**Excerpt to read:**

- - -

Some other areas in which foreign investment is allowed but subject to restrictions include the:

• fisheries sector: drifter fishing, dynamite fishing, chemical fishing, conservation areas, coral exploration;"


Yep.

Also you can add the 'inconvenient truth' of the Causeway project altering tidal flow and increasing coastal erosion in places.

Man-made causes include the deleterious effects of causeway construction across inter-islet channels whichhave cut off the supply of sand from the ocean reef to the lagoon and re-aligned the adjacent lagoon shoreline

CM

>>>The cold hard fact is Kiribati and other Pacific islands are not suffering rising sea levels because of CO2 - but because they're submerging themselves through dynamiting their protective coral reefs for both fishing and the export of coral sand.<<<

How does the 'cold hard fact' that "they're submerging themselves" match up with Eschenbach's "the islands are floating upwards with the sea level rise"? Which 'cold hard fact' is it? How can it be both?

Ian Wishart

Some of the islands are actively sinking as part of tectonic movement (Takuu, for example), others are eroding due to human stupidity (Takuu again, Kiribati and others). It is true that coral grows with rising sea levels, and the islands rise correspondingly, but if you are blowing your coral to bits it kind of overwhelms the natural order.

Bob D

CM:

Which 'cold hard fact' is it? How can it be both?
Easily. Coral reef growth is of the order of tens of millimetres per year (in the vertical direction). Current sea level rise (about 1.8mm/yr) is compensated for by the growth of the coral. See Darwin (1842). The coral grows upwards with the sea level rise (or subsidence of the volcanic base).

Dynamite, however, is very effective at destroying coral.

Kiribati's problems are fresh water-related, and have more to do with depletion of the freshwater lens galleries than sea level rise. This is two-fold: the population growth has meant more extraction from the galleries, and this (together with the blasting) has allowed salt water incursions that make the water brackish.

The freshwater issue is current and urgent. The sea level rise issue is distant and imaginary.

- - -

**Provided data:**
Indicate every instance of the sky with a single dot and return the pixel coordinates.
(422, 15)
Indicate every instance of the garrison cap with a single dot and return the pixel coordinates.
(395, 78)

- - -

**What is asked:**
1. In the Kiribati discussion, what does Bob D give as the current rate of sea level rise?
2. Write out the passage of the Kiribati discussion that opens with the words containing "Easily. Coral reef" and closes with "the water brackish.".
3. Translate this sentence from the Kiribati discussion into Spanish: "Dynamite, however, is very effective at destroying coral."

**Results for the exercise:**
1. About 1.8 mm per year.

2.
Easily. Coral reef growth is of the order of tens of millimetres per year (in the vertical direction). Current sea level rise (about 1.8mm/yr) is compensated for by the growth of the coral. See Darwin (1842). The coral grows upwards with the sea level rise (or subsidence of the volcanic base).

Dynamite, however, is very effective at destroying coral.

Kiribati's problems are fresh water-related, and have more to do with depletion of the freshwater lens galleries than sea level rise. This is two-fold: the population growth has meant more extraction from the galleries, and this (together with the blasting) has allowed salt water incursions that make the water brackish.

3. Sin embargo, la dinamita es muy eficaz para destruir el coral.